> _Extrait à lire_
Restait à trouver l'obtenteur en capacité de fournir une belle fleur de ce coloris. Un appel a été lancé en 2015 à tous les obtenteurs d'iris de France, et parmi ceux qui ont répondu c'est Martin Balland qui a été retenu, pour l'aspect majestueux du semis qu'il proposait. Martin Balland, artiste polymorphe confirmé, est d'abord un un batteur de jazz bien connu dans le monde de la musique. C'est par ailleurs un amateur d'iris et un obtenteur de qualité qui, depuis 2012, date de ses débuts dans l'hybridation, a produit plus de 20 variétés nouvelles remarquables. Avec 'La Grande Mademoiselle', descendante de plusieurs variétés américaines superbes et aussi « rouges » que possible, il a obtenu une couleur brun-rouge riche et solennelle sur une fleur de grande taille portée par une plante haute (100cm) mais solide et qui pousse bien.

'La Grande Mademoiselle' (Balland, 2016) (Lenten Prayer x Dynamite) X Regimen.

GRANDEUR ET DÉCADENCE (III)

Les heures dolentes. 

Alors que, au tournant du siècle, dans le reste du monde, et particulièrement en Europe continentale, l'attirance pour les iris s'est considérablement accrue, en Grande-Bretagne, il semble que ce soit l'inverse qui se soit produit. Ce n'est peut-être qu'une impression personnelle, mais je le ressens comme cela En tout cas ce n'est pas une extinction car les amateurs anglais existent toujours, c'est une sorte d'engourdissement auquel j'ai trouvé très approprié d'attribuer le nom de « heures dolentes », en référence à l’œuvre du compositeur et pianiste français Gabriel Dupont (1870/1914). S'il en est une preuve, on peut la trouver dans le palmarès de la Dykes Medal britannique. Depuis 2000, elle n'a pu être attribuée que sept fois, toujours à des obtenteurs autochtones (C. Bartlett, B. Dodsworth, J. Hewitt et B. Emmerson). Ce sont quatre Iris de Sibérie et trois TB qui l'ont reçue. Jennifer Hewitt est la grande triomphatrice de cette compétition, avec trois médailles pour ses SIB.

Cy Bartlett est de loin le plus important hybrideur de cette période. Son catalogue, très complet, embrasse presque toutes les catégories d'iris et comporte de nombreuses variétés renommées. En voici quelques-unes, dans l'ordre alphabétique : 'Alexia' (2003 – BDM 2006), 'Alien Mist' (1998), 'Cannington Sweet Puff' (1990), 'Denys Humphrey' (1992), 'Lark Rise' (1993), 'Orinocco Flow' (1989 – BDM 1994), 'Severn Side' (1996), 'Violet Icing' (1993).

> _Données extraites_

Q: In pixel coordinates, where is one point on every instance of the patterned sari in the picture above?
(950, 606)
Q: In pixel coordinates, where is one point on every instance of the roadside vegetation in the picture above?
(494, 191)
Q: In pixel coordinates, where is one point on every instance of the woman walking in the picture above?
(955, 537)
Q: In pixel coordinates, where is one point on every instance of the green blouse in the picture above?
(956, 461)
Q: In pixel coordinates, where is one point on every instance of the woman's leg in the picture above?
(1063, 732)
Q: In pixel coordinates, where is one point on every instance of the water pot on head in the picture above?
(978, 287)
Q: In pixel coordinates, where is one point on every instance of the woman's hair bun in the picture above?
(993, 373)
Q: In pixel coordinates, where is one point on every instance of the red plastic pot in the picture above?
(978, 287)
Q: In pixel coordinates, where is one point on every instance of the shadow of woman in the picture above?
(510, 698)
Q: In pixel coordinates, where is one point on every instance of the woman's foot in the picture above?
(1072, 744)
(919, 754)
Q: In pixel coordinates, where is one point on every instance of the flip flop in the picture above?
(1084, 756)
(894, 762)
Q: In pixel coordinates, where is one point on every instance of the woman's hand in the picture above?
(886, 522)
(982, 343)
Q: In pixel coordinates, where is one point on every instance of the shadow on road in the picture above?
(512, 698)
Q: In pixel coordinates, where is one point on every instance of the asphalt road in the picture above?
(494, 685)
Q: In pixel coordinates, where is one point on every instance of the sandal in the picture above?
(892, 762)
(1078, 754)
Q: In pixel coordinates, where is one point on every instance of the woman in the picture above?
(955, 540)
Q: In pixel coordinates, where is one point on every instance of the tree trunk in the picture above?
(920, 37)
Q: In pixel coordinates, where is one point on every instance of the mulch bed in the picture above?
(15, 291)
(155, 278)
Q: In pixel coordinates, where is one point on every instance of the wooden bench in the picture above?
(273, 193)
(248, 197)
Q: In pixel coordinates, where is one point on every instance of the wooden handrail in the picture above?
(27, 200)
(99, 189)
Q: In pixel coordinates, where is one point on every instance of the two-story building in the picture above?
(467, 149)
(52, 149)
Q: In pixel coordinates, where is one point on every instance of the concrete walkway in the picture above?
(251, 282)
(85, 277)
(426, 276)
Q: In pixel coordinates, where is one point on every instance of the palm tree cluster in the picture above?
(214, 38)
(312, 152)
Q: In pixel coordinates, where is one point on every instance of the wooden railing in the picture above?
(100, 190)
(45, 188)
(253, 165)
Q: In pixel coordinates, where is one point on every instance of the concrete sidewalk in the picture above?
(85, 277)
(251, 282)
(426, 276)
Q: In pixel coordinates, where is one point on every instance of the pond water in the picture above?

> _Travail demandé_
Recopiez mot pour mot le passage de l'extrait sur les iris qui va de « Restait à trouver » jusqu'à « qui pousse bien. ».

> _Réponse attendue_
Restait à trouver l'obtenteur en capacité de fournir une belle fleur de ce coloris. Un appel a été lancé en 2015 à tous les obtenteurs d'iris de France, et parmi ceux qui ont répondu c'est Martin Balland qui a été retenu, pour l'aspect majestueux du semis qu'il proposait. Martin Balland, artiste polymorphe confirmé, est d'abord un un batteur de jazz bien connu dans le monde de la musique. C'est par ailleurs un amateur d'iris et un obtenteur de qualité qui, depuis 2012, date de ses débuts dans l'hybridation, a produit plus de 20 variétés nouvelles remarquables. Avec 'La Grande Mademoiselle', descendante de plusieurs variétés américaines superbes et aussi « rouges » que possible, il a obtenu une couleur brun-rouge riche et solennelle sur une fleur de grande taille portée par une plante haute (100cm) mais solide et qui pousse bien.